AIM: Convert the material below, from the line with "Could you kindly indicate each instance of the dog's" up to and including the line with "<point>333,273</point>", into a JSON list of strings with one string per line, skipping blank lines and leaving the picture out.

EXTRACTED DATA:

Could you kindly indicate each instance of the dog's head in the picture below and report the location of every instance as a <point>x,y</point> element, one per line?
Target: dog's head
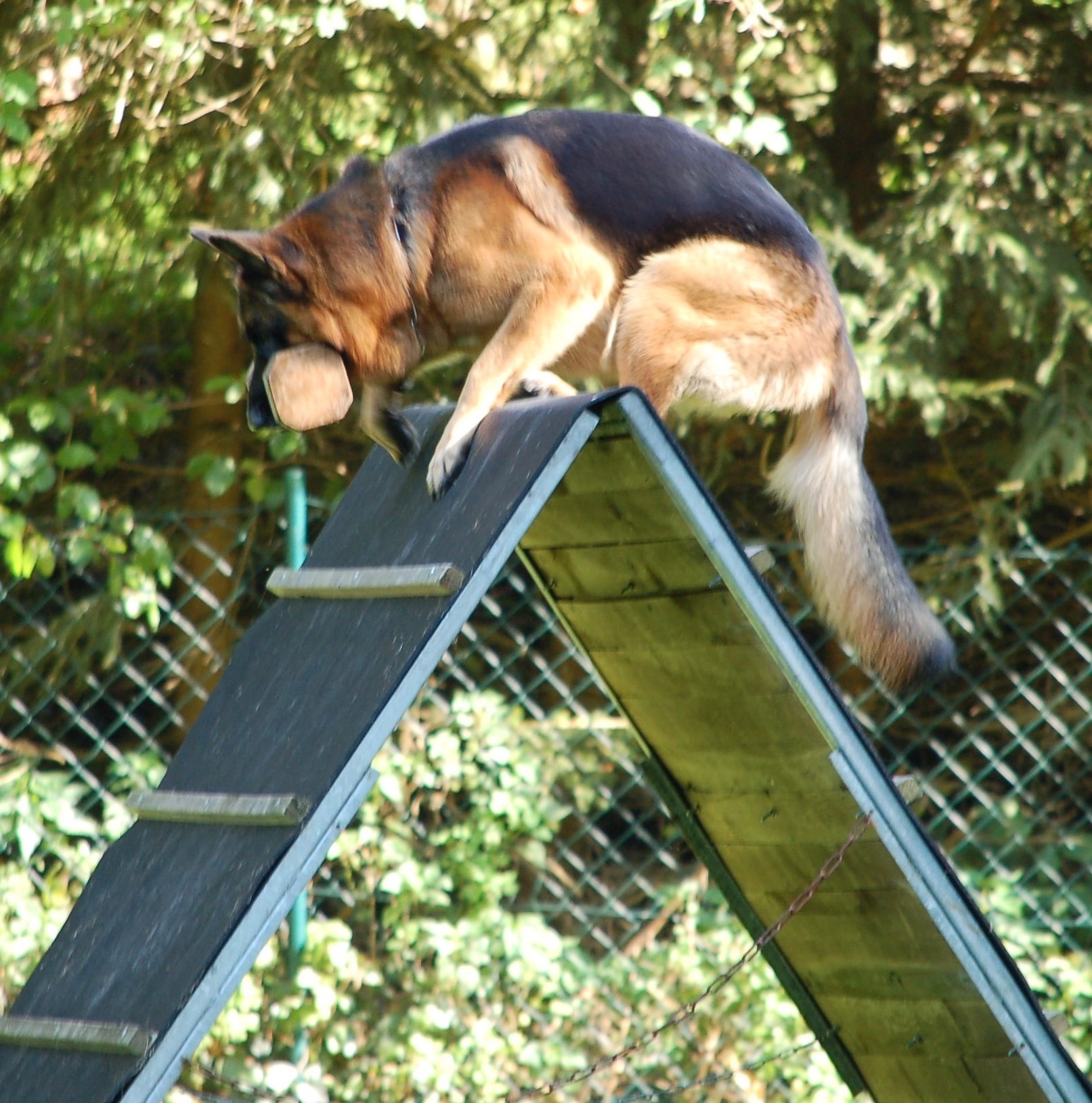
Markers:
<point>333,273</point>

--

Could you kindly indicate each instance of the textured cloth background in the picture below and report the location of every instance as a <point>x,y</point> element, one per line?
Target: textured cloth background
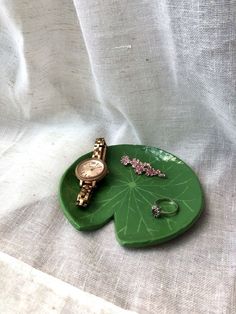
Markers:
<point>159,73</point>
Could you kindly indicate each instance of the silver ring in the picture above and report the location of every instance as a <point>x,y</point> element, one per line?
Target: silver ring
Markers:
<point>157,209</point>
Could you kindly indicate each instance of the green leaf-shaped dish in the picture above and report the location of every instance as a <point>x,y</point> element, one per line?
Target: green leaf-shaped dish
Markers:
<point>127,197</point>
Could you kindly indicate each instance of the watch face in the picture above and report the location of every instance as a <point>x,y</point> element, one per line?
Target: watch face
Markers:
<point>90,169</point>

THE ANSWER:
[
  "Could you kindly indicate each instance of the dog's head in the picture below and report the location of every instance as a <point>x,y</point> element, one per line?",
  "Target: dog's head",
  "Markers:",
  "<point>333,273</point>"
]